TEKST:
::::

01. Corroded Cross
02. Heretic’s Last Dance
03. You Gonna Die
04. Holy Extortion
05. Home Rough Home
06. Black Parasites
07. Egodist
08. I Will Not Follow
09. Killed By Life [All Hail Lemmy]
10. Leatherface Kiss
11. War Puppets
12. Not Really A Christian Song
13. Karl’s Delicatessen
Rok wydania: 2018
Wydawca: Via Nocturna
https://www.facebook.com/hostiaband/
Tegoroczna aura wyjątkowo długo rozpieszczała nas swą łagodnością i
sporą ilością słońca, co nie sprzyjało łatwemu popadaniu w przesadną
melancholię czy najzwyklejszą jesienną deprechę. Komu jednak doskwiera
apatia i nuda dnia codziennego, a brazylijski serial już nie cieszy jak
kiedyś, temu proponuję coś, co wnet zdejmie z barków ciążące odium
marazmu. Słowem, coś, co w mig postawi na nogi, a i pozostałym też
przysporzy mnóstwo wyśmienitej zabawy. Tym panaceum jest właśnie Hostia.
Nowy zespół na rodzimej scenie, w sile czterech jegomości, którzy
nadmiar emocji i energii spożytkowali w wielce właściwy sposób, czego
efektem jest debiutancki album pod tym samym tytułem.
Podobnie jak w przypadku niedawno recenzowanego Indignity, tak i tutaj
ciekawa okładka wyszła spod ręki Łukasza Pacha, a na niej niegodni
kościelni hierarchowie o niewybrednych grymasach i mocno zniszczonej
aparycji. Cóż, nimbem świętości Hostia raczej pochwalić się nie może,
ale i tak ma powody do zadowolenia, chociażby w postaci rzeczonego
wydawnictwa.

::::

Wpisy z oznaczonymi konturami:
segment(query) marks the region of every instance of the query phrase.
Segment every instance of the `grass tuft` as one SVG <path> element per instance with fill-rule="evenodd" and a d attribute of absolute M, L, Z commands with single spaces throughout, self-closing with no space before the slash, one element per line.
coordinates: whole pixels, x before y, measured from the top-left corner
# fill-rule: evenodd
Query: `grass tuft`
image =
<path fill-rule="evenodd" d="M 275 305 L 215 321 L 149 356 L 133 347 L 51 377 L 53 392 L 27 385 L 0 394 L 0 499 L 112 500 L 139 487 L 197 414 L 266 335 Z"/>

::::

TWOJE ZADANIA:
A – Kto według recenzji płyty Hostii wykonał okładkę albumu?
B – Przepisz fragment recenzji płyty Hostii, zaczynając od "Nowy zespół na" i idąc dalej aż do "tym samym tytułem.". Zamień w nim "debiutancki" na "pierwszy".
C – Wypisz wszystkie tytuły utworów z recenzji płyty Hostii, które zaczynają się na literę H.

ODPOWIEDZI PONIŻEJ:
A – Okładkę wykonał Łukasz Pach.

B –
Nowy zespół na rodzimej scenie, w sile czterech jegomości, którzy
nadmiar emocji i energii spożytkowali w wielce właściwy sposób, czego
efektem jest pierwszy album pod tym samym tytułem.

C – Heretic’s Last Dance, Holy Extortion, Home Rough Home